** start Source passage **

ZEEBE_ADVERTISED_HOST doesn't work

IcyEagle commented 4 years ago

Hi there!

I'm deploying a Zeebe cluster in k8s with 3 nodes. We use Istio (have Envoy installed within a pod), that's why the advertised host feature is required to make it work.

Here is my zeebe.cfg.toml:

   # For more information about this configuration visit:
    [threads]
    cpuThreadCount = 1

    [network]
    host = "0.0.0.0"

    [gateway.monitoring]
    enabled = true

    [...exporters configuration omitted...]

My startup.sh script

    #!/bin/bash -xeu

    configFile=/usr/local/zeebe/conf/zeebe.cfg.toml
    export ZEEBE_NODE_ID="${HOSTNAME##*-}"
    export ZEEBE_ADVERTISED_HOST=$(hostname -f)

    # We need to specify all brokers as contact points for partition healing to work correctly
    # https://github.com/zeebe-io/zeebe/issues/2684
    ZEEBE_CONTACT_POINTS=${HOSTNAME::-1}0.$(hostname -d):26502
    for (( i=1; i<$ZEEBE_CLUSTER_SIZE; i++ ))
    do
        ZEEBE_CONTACT_POINTS="${ZEEBE_CONTACT_POINTS},${HOSTNAME::-1}$i.$(hostname -d):26502"
    done
    export ZEEBE_CONTACT_POINTS="${ZEEBE_CONTACT_POINTS}"

    exec /usr/local/zeebe/bin/broker

Here is what I have:

➜  ~ k exec -it zeebe-cluster-0 -c zeebe-cluster ./bin/zbctl status -- --insecure
Cluster size: 3
Partitions count: 3
Replication factor: 3
Brokers:
  Broker 0 - 0.0.0.0:26501
  Broker 1 - 0.0.0.0:26501
  Broker 2 - 0.0.0.0:26501

My statefulset descriptor:

apiVersion: apps/v1
kind: StatefulSet
metadata:
  name: {{ include "zeebe-cluster.fullname" . }}
  namespace: {{ include "zeebe-cluster.namespace" . }}
  labels:
{{ include "zeebe-cluster.labels" . | indent 4 }}
spec:
  replicas: {{ .Values.replicaCount }}
  selector:
    matchLabels:
      app.kubernetes.io/name: {{ include "zeebe-cluster.name" . }}
      app.kubernetes.io/instance: {{ .Release.Name }}
  serviceName: {{ include "zeebe-cluster.fullname" . }}
  updateStrategy:
    type: RollingUpdate
  podManagementPolicy: Parallel
  template:
    metadata:
      annotations:
        prometheus.io/port: "9600"

** end Source passage **
** start Entries **

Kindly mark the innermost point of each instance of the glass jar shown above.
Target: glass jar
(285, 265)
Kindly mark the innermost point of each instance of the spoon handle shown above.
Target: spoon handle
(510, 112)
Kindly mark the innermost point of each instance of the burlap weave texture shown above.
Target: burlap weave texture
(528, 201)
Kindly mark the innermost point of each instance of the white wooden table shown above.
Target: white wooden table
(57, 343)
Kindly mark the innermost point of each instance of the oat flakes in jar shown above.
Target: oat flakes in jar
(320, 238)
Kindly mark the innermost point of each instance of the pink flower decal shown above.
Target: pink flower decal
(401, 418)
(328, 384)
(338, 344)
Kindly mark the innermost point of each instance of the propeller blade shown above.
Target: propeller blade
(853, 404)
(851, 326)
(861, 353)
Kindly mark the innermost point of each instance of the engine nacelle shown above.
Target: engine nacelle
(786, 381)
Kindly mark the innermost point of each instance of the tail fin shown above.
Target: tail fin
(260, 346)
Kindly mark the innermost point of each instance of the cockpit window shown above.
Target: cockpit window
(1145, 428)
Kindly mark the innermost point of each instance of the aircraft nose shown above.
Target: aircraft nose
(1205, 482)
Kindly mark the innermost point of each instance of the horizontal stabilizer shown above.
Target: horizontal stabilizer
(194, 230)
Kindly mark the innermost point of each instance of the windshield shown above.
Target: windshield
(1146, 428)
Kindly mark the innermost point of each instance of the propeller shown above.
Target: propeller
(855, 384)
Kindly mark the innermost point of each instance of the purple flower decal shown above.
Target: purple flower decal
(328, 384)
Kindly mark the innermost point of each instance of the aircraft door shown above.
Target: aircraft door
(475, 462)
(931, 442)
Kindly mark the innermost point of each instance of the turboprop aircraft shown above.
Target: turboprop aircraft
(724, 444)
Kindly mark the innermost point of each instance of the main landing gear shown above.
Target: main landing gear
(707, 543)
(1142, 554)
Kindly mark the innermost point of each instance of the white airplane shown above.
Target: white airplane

** end Entries **

Can you reproduce the Zeebe thread above word for word, everything from "#!/bin/bash -xeu" down to "i<$ZEEBE_CLUSTER_SIZE; i++ ))"?

#!/bin/bash -xeu

    configFile=/usr/local/zeebe/conf/zeebe.cfg.toml
    export ZEEBE_NODE_ID="${HOSTNAME##*-}"
    export ZEEBE_ADVERTISED_HOST=$(hostname -f)

    # We need to specify all brokers as contact points for partition healing to work correctly
    # https://github.com/zeebe-io/zeebe/issues/2684
    ZEEBE_CONTACT_POINTS=${HOSTNAME::-1}0.$(hostname -d):26502
    for (( i=1; i<$ZEEBE_CLUSTER_SIZE; i++ ))